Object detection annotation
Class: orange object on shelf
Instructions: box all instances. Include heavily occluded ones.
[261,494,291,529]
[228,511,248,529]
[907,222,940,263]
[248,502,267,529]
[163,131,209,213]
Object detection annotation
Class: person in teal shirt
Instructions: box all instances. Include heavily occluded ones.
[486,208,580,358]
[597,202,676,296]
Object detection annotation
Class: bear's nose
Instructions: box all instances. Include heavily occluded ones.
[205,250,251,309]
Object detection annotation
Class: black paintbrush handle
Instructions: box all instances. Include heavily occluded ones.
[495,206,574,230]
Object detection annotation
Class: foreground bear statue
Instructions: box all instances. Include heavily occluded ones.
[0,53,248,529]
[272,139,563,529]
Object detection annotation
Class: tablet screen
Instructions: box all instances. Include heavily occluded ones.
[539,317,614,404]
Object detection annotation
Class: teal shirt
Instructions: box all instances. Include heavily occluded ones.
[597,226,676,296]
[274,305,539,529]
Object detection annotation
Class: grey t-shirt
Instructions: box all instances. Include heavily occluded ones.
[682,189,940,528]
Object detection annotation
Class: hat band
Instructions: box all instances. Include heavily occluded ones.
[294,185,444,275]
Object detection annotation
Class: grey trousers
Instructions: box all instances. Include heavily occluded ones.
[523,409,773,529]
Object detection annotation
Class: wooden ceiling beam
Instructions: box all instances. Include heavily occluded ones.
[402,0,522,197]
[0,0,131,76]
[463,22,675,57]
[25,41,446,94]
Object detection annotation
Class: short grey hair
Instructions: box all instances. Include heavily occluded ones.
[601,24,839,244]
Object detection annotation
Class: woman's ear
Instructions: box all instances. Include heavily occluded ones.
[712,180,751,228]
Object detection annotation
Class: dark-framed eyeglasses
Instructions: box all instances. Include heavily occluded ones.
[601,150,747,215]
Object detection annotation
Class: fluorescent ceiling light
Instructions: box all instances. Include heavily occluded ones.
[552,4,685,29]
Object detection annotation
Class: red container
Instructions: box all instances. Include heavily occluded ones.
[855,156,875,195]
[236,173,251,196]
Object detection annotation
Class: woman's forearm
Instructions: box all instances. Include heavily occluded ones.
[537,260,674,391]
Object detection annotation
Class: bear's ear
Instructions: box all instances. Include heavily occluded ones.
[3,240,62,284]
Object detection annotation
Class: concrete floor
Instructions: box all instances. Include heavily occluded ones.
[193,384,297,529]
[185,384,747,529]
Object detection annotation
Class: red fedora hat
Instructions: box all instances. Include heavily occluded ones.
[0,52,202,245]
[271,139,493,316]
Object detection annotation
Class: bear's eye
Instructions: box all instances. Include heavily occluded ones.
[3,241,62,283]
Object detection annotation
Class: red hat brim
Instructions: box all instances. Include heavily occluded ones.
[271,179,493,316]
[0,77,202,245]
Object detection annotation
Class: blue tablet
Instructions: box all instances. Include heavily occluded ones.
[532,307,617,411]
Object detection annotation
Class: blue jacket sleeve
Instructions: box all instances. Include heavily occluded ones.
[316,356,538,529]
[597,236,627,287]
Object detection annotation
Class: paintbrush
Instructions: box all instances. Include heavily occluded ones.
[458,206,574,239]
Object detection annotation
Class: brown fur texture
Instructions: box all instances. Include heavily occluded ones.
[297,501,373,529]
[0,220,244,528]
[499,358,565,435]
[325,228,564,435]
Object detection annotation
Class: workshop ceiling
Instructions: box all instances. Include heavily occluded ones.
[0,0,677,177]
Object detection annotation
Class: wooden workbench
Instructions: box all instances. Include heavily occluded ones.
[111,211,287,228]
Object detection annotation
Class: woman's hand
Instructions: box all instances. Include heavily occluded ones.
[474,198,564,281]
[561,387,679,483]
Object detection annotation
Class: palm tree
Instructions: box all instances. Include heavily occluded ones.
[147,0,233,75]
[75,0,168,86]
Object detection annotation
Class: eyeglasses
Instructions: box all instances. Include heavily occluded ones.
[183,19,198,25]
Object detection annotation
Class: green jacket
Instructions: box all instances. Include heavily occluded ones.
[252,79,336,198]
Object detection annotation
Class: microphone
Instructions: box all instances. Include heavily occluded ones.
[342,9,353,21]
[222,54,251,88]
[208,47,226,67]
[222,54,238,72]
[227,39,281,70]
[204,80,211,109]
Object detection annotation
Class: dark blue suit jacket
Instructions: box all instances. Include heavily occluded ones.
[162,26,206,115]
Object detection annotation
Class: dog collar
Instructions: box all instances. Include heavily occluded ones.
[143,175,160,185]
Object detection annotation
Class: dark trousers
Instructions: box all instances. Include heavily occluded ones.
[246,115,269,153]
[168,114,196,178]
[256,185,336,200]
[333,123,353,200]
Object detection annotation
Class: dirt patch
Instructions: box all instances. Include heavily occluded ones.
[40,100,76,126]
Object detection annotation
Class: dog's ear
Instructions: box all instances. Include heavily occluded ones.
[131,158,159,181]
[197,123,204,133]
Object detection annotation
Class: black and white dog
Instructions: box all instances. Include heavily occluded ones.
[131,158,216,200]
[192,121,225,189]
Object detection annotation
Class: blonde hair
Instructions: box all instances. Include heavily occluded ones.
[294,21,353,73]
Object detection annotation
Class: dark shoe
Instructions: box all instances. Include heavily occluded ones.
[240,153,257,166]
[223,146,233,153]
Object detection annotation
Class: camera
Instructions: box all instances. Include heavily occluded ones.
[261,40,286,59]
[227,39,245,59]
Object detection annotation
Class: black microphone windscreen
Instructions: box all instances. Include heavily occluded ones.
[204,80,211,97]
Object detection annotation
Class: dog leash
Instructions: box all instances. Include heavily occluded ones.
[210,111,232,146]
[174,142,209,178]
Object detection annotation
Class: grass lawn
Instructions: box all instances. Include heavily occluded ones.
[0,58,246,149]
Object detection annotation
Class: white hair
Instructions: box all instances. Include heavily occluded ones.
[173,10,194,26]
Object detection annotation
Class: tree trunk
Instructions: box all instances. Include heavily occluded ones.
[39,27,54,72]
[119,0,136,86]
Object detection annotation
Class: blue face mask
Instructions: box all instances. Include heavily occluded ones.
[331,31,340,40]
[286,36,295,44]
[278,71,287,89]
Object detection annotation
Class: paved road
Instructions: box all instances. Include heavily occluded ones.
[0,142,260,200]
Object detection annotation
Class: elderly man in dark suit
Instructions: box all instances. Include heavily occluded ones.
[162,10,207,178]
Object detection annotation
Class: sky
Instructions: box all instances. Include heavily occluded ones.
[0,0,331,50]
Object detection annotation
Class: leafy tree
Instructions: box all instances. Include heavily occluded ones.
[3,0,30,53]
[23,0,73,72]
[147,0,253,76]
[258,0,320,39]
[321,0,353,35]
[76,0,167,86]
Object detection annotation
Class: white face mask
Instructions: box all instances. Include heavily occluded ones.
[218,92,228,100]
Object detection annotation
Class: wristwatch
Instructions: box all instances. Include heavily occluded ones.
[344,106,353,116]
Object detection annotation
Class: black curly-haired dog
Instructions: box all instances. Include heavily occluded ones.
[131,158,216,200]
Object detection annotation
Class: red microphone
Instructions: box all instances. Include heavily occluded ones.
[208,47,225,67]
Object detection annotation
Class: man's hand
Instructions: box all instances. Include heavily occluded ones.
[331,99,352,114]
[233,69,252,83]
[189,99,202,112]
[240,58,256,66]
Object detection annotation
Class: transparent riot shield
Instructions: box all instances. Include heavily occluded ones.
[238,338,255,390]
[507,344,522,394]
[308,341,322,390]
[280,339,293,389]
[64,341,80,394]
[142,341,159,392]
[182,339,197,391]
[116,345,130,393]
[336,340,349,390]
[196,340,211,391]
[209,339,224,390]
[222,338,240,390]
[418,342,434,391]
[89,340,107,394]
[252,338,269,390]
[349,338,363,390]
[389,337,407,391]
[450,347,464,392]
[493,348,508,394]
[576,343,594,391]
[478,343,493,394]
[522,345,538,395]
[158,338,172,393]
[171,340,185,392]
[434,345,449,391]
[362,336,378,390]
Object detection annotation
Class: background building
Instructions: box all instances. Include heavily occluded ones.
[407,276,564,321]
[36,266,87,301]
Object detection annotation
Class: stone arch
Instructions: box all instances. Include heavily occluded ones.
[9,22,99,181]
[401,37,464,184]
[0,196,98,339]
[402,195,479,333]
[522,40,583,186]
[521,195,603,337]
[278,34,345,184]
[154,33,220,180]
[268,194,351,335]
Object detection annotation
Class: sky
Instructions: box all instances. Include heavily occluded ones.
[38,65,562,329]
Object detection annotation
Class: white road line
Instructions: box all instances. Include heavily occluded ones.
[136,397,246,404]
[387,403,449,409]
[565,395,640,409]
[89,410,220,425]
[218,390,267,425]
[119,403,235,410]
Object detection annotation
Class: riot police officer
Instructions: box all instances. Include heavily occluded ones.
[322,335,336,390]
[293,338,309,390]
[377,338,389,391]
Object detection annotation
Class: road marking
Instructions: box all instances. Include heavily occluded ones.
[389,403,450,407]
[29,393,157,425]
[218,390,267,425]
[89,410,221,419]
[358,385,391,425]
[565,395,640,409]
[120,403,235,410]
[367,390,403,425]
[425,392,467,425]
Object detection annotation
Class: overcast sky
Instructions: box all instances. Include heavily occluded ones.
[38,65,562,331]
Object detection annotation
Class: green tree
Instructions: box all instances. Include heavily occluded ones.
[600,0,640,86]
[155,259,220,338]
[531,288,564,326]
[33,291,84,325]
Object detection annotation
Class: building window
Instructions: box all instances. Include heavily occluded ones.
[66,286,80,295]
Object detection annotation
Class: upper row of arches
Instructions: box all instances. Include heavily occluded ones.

• _Cosa serve_: Ripeti senza alcuna modifica le righe dell'elenco qui sopra, dalla prima fino a quella che contiene "[272,139,563,529]", inclusa.

• _Soluzione esercizio_:
Object detection annotation
Class: orange object on shelf
Instructions: box all instances. Include heavily occluded ones.
[261,494,291,529]
[228,511,248,529]
[907,222,940,263]
[248,502,267,529]
[163,131,209,213]
Object detection annotation
Class: person in teal shirt
Instructions: box all instances. Include heavily occluded ones.
[486,208,580,358]
[597,202,676,296]
Object detection annotation
Class: bear's nose
Instructions: box all instances. Include heavily occluded ones.
[205,250,251,309]
Object detection annotation
Class: black paintbrush handle
Instructions: box all instances. Include heavily occluded ones.
[495,206,574,230]
Object detection annotation
Class: foreground bear statue
Instructions: box all instances. Include heavily occluded ones.
[0,53,248,529]
[272,139,563,529]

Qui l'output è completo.